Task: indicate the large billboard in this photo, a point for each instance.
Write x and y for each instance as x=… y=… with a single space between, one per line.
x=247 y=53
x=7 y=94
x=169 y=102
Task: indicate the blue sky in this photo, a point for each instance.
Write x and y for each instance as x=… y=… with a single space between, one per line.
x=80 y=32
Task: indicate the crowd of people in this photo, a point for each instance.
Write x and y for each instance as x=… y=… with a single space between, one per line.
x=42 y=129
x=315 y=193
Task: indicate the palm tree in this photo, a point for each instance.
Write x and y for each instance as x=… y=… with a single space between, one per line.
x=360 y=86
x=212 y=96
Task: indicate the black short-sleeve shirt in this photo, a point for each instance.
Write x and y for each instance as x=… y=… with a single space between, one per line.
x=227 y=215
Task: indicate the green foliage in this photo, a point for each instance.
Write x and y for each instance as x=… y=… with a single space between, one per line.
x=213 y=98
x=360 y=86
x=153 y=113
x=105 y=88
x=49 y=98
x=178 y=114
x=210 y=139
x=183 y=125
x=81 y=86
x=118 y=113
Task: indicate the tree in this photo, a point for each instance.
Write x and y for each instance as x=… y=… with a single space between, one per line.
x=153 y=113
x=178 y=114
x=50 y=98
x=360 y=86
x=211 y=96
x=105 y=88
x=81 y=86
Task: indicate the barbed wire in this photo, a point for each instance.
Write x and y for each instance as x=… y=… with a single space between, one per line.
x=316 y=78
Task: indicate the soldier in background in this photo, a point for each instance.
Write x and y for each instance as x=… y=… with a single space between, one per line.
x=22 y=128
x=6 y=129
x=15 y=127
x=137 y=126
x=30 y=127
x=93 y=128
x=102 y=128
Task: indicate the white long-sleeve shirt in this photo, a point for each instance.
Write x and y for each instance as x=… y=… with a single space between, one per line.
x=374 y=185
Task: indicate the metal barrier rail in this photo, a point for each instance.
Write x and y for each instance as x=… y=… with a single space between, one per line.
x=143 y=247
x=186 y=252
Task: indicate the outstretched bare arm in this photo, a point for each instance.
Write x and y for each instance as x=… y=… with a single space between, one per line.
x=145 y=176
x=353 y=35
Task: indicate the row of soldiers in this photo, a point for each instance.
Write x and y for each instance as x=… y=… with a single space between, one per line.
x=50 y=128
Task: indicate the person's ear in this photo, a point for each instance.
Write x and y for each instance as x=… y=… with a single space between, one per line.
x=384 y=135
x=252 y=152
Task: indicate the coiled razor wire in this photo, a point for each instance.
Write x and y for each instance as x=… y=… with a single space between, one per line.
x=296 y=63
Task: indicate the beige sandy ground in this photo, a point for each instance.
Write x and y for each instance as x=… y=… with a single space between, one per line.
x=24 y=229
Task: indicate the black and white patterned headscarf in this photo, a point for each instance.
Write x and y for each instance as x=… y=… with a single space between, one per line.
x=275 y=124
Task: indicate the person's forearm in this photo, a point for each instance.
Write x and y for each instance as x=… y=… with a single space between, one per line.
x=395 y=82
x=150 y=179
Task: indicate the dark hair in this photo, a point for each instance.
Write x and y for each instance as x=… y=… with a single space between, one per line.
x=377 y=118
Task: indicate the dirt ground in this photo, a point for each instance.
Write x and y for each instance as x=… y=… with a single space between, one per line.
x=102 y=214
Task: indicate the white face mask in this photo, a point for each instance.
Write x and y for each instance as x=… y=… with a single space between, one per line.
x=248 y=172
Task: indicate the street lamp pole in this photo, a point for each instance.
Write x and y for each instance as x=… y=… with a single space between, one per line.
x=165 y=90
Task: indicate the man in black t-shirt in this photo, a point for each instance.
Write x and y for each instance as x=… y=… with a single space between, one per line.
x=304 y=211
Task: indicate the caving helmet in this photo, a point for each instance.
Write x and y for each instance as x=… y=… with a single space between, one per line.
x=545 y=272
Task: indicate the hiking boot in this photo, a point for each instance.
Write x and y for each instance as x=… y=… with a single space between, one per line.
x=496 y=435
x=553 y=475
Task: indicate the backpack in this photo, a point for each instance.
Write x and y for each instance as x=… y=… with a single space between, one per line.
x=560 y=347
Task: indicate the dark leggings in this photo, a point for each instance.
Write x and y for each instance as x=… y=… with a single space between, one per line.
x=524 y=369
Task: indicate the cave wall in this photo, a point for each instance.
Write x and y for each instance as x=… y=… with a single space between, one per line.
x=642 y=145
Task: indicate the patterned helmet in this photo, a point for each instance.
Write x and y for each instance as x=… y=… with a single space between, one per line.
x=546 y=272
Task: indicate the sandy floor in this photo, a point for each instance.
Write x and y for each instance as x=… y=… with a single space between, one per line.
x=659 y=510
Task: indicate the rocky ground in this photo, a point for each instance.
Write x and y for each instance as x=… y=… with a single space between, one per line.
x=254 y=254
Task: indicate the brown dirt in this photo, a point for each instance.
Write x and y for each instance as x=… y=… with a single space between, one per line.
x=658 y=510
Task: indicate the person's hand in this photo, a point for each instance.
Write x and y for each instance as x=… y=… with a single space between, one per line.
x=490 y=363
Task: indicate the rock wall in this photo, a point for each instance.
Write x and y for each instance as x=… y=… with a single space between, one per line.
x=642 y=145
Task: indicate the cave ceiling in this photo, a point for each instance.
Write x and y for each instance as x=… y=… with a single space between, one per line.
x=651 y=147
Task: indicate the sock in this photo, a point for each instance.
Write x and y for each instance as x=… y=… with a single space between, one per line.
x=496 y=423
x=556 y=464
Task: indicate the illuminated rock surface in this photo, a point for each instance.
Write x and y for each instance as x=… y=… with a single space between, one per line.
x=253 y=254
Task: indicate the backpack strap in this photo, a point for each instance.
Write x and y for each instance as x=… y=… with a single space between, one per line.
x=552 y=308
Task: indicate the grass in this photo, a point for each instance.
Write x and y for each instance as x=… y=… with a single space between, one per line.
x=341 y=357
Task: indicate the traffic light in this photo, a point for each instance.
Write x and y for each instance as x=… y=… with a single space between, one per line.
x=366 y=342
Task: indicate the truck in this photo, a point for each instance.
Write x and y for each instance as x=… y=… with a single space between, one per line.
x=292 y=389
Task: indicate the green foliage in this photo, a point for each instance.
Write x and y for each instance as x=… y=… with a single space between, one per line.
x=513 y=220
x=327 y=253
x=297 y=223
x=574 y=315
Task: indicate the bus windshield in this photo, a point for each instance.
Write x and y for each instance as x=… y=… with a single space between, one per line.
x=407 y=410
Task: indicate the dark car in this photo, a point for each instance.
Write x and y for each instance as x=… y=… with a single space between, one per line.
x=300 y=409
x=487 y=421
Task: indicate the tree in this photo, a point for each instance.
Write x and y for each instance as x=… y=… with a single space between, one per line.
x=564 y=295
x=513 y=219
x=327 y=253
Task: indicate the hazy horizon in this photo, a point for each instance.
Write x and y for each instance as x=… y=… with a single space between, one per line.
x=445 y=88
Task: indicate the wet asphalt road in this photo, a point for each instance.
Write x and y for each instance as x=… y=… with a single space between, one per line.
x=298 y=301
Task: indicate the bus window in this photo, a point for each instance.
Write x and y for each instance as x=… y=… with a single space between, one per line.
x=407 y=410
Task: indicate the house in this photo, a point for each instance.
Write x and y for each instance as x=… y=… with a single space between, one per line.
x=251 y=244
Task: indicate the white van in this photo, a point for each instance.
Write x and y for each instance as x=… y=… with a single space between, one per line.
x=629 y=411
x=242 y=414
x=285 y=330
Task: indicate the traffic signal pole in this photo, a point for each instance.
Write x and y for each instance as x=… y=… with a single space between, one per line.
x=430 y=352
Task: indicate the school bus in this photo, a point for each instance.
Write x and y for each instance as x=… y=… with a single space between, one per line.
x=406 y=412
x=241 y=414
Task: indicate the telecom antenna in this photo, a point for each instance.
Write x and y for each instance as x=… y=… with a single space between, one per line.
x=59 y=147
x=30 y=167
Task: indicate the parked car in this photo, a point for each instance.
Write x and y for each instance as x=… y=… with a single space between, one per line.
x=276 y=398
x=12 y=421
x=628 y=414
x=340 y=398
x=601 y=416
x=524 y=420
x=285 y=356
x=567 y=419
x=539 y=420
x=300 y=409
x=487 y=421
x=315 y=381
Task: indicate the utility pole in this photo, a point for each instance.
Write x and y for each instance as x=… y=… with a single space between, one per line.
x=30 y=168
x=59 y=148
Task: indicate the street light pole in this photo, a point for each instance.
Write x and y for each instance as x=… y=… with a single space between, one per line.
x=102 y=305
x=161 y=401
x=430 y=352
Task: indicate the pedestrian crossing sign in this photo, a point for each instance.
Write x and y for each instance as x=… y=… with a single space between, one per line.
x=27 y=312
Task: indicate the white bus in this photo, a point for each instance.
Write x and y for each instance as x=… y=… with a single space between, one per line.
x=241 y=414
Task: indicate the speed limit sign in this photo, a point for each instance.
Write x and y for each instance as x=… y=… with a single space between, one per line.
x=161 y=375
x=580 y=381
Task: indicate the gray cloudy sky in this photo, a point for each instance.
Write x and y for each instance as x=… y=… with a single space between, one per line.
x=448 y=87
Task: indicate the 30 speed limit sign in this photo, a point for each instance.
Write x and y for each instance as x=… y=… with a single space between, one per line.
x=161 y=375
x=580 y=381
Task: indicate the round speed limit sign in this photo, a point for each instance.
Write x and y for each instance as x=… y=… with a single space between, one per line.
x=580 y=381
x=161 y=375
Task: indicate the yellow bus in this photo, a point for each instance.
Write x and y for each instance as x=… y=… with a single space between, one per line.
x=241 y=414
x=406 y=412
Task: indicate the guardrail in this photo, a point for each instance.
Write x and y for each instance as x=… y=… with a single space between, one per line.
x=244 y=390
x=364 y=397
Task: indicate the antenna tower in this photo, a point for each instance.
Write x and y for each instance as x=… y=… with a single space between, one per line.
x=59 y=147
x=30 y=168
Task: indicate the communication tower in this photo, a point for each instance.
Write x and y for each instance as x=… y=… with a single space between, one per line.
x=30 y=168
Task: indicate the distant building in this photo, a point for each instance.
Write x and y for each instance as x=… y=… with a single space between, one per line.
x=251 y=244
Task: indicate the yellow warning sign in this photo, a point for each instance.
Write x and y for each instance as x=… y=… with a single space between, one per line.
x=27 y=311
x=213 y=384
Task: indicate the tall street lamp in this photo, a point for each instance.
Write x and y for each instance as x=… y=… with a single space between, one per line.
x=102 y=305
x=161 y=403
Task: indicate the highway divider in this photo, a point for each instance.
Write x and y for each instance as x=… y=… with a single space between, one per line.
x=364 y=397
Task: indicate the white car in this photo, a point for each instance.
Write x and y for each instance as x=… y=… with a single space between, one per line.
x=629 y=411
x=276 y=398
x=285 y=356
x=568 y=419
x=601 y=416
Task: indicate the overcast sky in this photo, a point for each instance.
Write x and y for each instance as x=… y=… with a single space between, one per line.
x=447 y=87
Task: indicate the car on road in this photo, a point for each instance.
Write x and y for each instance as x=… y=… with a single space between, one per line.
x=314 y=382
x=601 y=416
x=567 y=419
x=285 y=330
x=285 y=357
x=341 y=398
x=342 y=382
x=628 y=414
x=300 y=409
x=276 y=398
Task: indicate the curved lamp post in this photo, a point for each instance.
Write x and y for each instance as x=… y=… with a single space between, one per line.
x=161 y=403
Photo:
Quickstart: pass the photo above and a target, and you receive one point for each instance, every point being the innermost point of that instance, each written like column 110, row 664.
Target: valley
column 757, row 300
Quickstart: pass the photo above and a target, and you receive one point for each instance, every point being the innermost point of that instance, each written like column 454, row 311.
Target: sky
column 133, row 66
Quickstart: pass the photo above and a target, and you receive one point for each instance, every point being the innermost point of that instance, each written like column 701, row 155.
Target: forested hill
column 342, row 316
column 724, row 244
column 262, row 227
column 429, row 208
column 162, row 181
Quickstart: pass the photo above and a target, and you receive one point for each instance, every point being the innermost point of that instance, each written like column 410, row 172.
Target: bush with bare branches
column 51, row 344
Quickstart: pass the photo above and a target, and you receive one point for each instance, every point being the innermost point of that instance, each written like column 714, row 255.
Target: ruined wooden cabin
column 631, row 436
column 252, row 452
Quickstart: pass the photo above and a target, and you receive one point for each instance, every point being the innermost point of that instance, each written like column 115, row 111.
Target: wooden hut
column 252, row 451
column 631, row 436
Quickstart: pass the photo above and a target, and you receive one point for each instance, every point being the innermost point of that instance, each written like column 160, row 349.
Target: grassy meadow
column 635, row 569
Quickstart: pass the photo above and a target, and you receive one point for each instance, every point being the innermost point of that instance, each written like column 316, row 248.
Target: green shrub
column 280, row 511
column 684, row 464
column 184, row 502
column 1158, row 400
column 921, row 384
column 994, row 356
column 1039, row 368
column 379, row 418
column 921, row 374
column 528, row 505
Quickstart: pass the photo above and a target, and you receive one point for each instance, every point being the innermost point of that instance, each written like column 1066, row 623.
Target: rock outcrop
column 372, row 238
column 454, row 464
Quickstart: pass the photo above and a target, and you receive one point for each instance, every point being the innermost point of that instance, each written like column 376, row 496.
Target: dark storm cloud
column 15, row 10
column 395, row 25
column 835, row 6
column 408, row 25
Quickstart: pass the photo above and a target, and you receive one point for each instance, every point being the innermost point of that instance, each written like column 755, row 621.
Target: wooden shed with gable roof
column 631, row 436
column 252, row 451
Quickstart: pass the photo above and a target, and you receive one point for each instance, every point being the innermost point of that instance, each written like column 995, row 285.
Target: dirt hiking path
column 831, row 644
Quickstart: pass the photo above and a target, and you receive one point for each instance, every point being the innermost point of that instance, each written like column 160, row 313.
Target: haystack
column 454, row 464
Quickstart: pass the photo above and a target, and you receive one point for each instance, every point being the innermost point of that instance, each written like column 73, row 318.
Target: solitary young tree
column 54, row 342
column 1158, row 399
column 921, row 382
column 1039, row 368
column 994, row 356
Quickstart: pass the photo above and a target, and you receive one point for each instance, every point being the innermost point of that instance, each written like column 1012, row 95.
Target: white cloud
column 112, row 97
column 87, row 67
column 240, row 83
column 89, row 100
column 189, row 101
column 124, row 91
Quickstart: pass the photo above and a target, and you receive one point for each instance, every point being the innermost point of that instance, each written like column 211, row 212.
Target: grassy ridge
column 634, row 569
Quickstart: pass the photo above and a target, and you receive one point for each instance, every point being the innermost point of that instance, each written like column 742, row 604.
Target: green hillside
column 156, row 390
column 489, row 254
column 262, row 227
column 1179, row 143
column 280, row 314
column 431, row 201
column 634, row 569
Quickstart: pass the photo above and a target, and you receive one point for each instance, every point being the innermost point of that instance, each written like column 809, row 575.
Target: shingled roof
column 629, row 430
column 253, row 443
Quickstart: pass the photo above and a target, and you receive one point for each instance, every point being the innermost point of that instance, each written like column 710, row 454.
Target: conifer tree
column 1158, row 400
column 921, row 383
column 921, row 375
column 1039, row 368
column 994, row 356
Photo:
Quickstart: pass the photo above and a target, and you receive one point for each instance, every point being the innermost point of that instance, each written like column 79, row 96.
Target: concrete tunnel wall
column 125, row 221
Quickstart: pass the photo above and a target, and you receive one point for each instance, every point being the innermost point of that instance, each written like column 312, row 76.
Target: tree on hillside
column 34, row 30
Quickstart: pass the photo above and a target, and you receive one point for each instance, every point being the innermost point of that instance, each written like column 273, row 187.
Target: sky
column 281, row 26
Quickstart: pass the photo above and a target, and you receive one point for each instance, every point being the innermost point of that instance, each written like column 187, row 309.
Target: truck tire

### Exercise details
Shift every point coordinate in the answers by -52, and write out again the records starting at the line containing "Task: indicate the dirt" and ending at the line containing "x=248 y=172", requests included.

### Expected answer
Task: indicate the dirt ground in this photo, a point for each instance.
Write x and y for each instance as x=… y=… with a single space between, one per line.
x=50 y=162
Task: indicate the white face mask in this photo, a point for each instance.
Write x and y for each instance as x=… y=… with a single space between, one per line.
x=196 y=120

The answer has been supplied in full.